# Text section
--- Begin ---

The Federal Accountability Act (full title: An Act providing for conflict of interest rules, restrictions on election financing and measures respecting administrative transparency, oversight and accountability) (the Act) is a statute introduced as Bill C-2 in the first session of the 39th Canadian Parliament on April 11, 2006, by the President of the Treasury Board, John Baird.  The aim was to reduce the opportunity to exert influence with money by banning corporate, union, and large personal political donations; five-year lobbying ban on former ministers, their aides, and senior public servants; providing protection for whistleblowers; and enhancing the power of the Auditor General to follow the money spent by the government.

The bill aimed to increase the transparency of government spending, and establish clearer links between approved expenditures and their outcomes. The bill was passed by the House of Commons on June 22, 2006, by the Senate on November 9, 2006, and was granted royal assent on December 12, 2006.

Provisions
The following are some of the major changes instituted by the Federal Accountability Act:

Auditing and accountability within departments
One of the biggest changes, recommended by the Gomery Commission, was that deputy ministers became "accounting officers", reporting directly to Parliament (thereby bypassing their ministers) on the financial administration of their respective departments.
A mechanism to resolve disputes between ministers and deputy ministers, and to document such resolutions, was also created.

Independent Oversight Offices
A number of new independent oversight offices were created, reporting directly to Parliament on the administration of the government.

--- End ---

# Required task 1
From the Federal Accountability Act text, reproduce the stretch from "A mechanism to" through "of the government.".
# Required task 2
Based on the Federal Accountability Act text, answer yes or no to each statement and quote the words that decide it. (a) The bill was introduced by John Baird. (b) The Senate passed the bill before the House of Commons did. (c) Deputy ministers report to Parliament through their ministers.
The listing after this text isn't needed for the work here.

# Provided records
--- Begin ---

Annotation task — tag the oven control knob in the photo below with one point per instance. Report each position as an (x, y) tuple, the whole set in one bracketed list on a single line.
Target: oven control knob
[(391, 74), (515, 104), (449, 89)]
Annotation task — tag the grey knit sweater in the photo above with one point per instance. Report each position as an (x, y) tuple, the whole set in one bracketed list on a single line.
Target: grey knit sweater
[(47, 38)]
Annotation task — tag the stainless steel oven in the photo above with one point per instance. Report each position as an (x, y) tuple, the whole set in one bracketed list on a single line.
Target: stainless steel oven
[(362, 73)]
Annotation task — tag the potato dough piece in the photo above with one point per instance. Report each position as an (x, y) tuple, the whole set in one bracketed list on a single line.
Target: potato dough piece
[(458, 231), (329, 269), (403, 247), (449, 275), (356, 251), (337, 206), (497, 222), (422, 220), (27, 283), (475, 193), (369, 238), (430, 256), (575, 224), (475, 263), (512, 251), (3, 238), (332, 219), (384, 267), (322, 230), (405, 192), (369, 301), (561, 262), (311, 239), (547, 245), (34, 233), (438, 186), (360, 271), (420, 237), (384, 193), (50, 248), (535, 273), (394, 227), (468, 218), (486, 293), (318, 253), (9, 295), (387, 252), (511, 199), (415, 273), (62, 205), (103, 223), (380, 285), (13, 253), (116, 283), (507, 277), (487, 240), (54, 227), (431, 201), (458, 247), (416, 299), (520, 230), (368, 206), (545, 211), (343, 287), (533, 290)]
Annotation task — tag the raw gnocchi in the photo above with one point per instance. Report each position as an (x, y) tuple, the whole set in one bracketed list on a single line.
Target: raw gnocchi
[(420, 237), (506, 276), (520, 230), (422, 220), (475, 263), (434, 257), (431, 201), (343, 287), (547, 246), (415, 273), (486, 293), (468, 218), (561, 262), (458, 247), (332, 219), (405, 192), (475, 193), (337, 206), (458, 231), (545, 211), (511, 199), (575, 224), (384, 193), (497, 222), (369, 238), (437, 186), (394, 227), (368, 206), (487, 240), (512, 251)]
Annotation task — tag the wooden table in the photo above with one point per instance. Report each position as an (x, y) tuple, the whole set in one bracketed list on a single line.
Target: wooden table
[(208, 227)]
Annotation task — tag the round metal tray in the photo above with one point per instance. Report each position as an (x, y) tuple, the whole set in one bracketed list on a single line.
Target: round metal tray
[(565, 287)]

--- End ---
--- Begin ---

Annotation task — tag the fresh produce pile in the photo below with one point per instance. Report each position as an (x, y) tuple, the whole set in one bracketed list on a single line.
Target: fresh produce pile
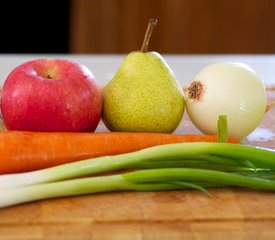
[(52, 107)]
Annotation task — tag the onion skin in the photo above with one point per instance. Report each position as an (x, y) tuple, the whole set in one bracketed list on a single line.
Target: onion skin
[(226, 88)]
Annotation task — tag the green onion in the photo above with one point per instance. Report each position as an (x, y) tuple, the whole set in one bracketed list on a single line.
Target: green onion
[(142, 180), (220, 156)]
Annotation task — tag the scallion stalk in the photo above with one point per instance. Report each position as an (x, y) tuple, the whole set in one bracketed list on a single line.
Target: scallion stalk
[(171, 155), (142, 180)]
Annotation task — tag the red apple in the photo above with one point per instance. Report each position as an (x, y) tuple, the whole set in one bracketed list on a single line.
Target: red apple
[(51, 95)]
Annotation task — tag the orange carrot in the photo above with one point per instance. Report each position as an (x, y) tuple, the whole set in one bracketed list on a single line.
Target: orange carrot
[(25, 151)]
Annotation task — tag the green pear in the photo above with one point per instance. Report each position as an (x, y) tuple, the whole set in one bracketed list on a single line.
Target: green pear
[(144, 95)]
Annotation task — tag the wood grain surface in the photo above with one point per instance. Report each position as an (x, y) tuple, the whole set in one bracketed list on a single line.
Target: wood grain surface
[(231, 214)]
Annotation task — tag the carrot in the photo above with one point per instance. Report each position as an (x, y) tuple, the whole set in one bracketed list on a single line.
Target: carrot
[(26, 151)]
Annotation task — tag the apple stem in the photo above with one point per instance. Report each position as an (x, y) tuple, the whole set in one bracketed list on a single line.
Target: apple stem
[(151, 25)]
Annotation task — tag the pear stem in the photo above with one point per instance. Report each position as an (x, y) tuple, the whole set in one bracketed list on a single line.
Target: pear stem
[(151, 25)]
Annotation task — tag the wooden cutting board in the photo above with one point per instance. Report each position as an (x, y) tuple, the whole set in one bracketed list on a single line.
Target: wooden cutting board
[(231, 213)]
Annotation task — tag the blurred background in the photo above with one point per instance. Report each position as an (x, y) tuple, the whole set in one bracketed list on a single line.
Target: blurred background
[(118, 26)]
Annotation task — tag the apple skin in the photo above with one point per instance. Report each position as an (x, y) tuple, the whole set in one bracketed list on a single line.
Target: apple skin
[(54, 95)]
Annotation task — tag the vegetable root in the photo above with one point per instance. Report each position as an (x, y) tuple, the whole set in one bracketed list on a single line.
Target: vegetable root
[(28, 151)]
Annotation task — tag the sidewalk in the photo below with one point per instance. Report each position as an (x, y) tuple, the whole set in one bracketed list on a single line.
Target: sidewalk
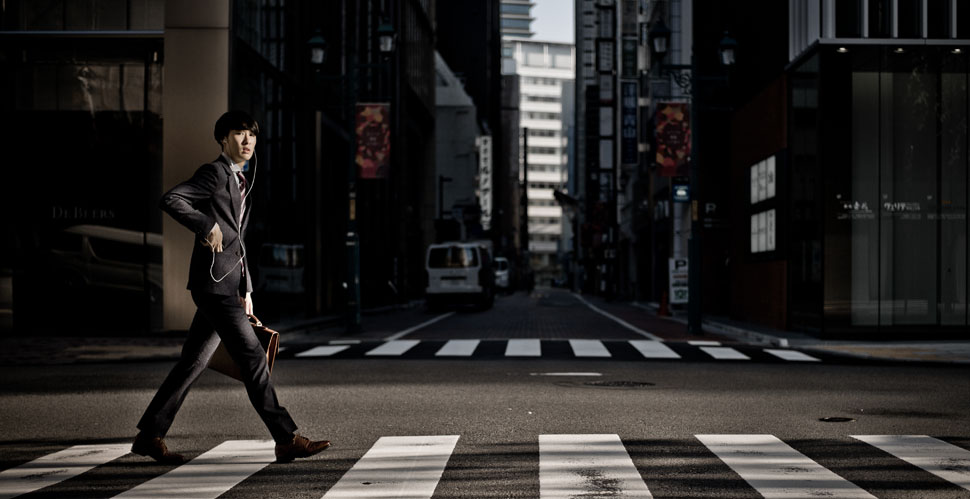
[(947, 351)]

--- End ---

# Output 1
A mechanism to resolve disputes between ministers and deputy ministers, and to document such resolutions, was also created.

Independent Oversight Offices
A number of new independent oversight offices were created, reporting directly to Parliament on the administration of the government.

# Output 2
(a) Yes: "by the President of the Treasury Board, John Baird"
(b) No: "The bill was passed by the House of Commons on June 22, 2006, by the Senate on November 9, 2006"
(c) No: "reporting directly to Parliament (thereby bypassing their ministers)"